Tasks to carry out:
(A) Decide whether each statement agrees with the case study on high school suspensions in Denver: (i) the team plans to survey every student from every high school in Denver; (ii) suspension rates differ greatly from one school to another; (iii) the team is made up of social scientists. For each, answer yes or no and quote the deciding words.
(B) From the case study on high school suspensions in Denver, extract the passage starting at "Your team is" and ending at "the population percentage.".

Excerpted text:
Case study 4: High school suspensions in Denver

Your team is a group of social scientists who would like to estimate the percent of high school students who are suspended at least once during the 2014-2015 schoo year. Rather than survey every student from every high school in Denver you decide you will take a random sample of students and then calculate the percentage of students in your sample who have been suspended at least once as your estimate of the population percentage.

Your job is to devise a sampling strategy that will create a representative sample (a sample which accurately represents the population).

As you are researching how to best do this you come across several pieces of information that may be useful to you:

  • Student suspension rates vary greatly depending upon the school
  • For your research to be valid it is important that students from each school in Denver be sampled

Guiding questions

  1. What pieces of information given above are important in selecting a sample most representative of the population we would like to survey?

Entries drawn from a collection

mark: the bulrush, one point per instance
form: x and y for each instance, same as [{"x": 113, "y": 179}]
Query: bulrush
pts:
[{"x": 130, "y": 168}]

Answer section:
(A)
(i) No: "Rather than survey every student from every high school in Denver you decide you will take a random sample of students"
(ii) Yes: "Student suspension rates vary greatly depending upon the school"
(iii) Yes: "Your team is a group of social scientists"

(B)
Your team is a group of social scientists who would like to estimate the percent of high school students who are suspended at least once during the 2014-2015 schoo year. Rather than survey every student from every high school in Denver you decide you will take a random sample of students and then calculate the percentage of students in your sample who have been suspended at least once as your estimate of the population percentage.